Problem statement:
Could you pull out the records below, word for word, starting at their very first line and ending at the line that contains "point(194, 320)", including that line?

Material for the task:

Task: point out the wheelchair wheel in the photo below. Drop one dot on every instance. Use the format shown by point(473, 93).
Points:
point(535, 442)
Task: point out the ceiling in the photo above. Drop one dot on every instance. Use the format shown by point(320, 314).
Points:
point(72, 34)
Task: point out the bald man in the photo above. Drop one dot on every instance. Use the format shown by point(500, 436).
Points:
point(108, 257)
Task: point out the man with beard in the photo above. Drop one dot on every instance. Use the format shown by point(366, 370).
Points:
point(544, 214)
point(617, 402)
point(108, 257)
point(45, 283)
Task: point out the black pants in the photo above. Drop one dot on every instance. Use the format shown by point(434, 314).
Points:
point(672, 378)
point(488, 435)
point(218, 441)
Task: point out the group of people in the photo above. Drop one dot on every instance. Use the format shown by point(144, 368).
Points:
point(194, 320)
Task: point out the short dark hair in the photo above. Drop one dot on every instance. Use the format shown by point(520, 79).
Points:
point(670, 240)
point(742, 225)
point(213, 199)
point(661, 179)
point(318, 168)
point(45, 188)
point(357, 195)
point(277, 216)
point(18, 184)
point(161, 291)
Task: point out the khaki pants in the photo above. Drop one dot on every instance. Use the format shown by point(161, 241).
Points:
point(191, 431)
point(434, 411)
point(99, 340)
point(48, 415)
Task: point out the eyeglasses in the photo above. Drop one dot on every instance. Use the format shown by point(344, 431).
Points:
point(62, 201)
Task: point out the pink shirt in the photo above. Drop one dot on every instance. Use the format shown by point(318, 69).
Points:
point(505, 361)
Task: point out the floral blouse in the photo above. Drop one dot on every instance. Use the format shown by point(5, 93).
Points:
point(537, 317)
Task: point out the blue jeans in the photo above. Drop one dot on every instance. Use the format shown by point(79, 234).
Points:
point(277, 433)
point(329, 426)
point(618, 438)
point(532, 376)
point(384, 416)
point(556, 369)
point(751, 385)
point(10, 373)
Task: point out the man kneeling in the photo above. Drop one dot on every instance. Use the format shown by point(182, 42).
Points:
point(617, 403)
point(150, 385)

Full output:
Task: point out the wheelchair wheel in the photo below. Drop one dot on every instance. Use the format shown by point(473, 93).
Points:
point(535, 442)
Task: point out the ceiling in the photo above. Drop one dot on every instance. Use the format shown by point(320, 314).
Points:
point(72, 34)
Task: point out the bald man in the photo above. Drop one dot on every instance. Use the format shown by point(500, 436).
Points:
point(108, 257)
Task: point out the man with beard in the photo above. Drop one dot on every instance. Use the format shown by point(366, 370).
Points:
point(544, 214)
point(617, 402)
point(108, 257)
point(45, 283)
Task: point out the black pants in the photo above. Drop one dot on every instance. Use the format shown by point(434, 314).
Points:
point(672, 378)
point(488, 435)
point(218, 441)
Task: point out the group of people in the photo above. Drop one dot on every instance. Use the format shown by point(144, 368).
Points:
point(194, 320)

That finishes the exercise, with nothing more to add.